Materials provided Start Marker
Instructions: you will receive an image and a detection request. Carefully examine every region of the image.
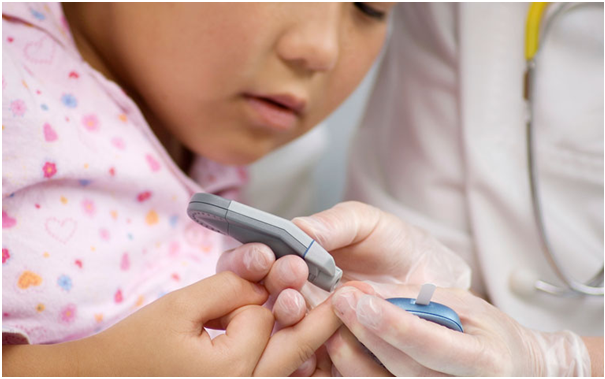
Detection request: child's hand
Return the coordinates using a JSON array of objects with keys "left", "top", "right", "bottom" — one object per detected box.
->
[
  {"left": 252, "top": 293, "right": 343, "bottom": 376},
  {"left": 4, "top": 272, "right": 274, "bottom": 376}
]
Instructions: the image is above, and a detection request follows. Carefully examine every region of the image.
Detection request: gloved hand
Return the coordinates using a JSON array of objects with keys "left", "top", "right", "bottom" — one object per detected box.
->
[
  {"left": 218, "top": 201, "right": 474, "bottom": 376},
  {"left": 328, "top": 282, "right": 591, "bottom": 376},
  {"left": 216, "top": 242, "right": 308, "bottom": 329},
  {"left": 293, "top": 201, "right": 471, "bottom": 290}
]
Materials provided End Marker
Materials provided Start Marker
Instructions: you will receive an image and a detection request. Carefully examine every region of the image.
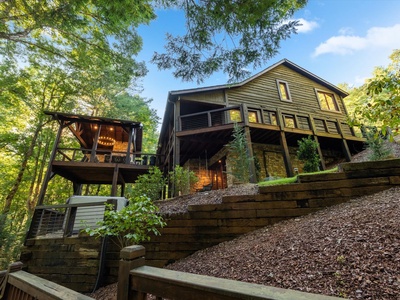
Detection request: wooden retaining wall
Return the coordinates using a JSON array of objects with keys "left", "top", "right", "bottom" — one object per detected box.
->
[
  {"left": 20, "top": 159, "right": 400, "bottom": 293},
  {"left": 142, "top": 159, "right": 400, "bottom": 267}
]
Materials provided End Marker
**Activity:**
Everything above from the line containing "Detection request: child's hand" through the line containing "Detection request: gloved hand" must be copied exactly. Nothing outside that range belongs in the answer.

**Solved problem:**
Detection request: child's hand
Return the coordinates using a JSON array of objects with keys "left", "top", "right", "bottom" — one object per detected box.
->
[
  {"left": 252, "top": 293, "right": 343, "bottom": 376},
  {"left": 4, "top": 272, "right": 274, "bottom": 376}
]
Instructions: the image is above, and a detection request follows. Carefully examine every region of the image.
Detection request: gloved hand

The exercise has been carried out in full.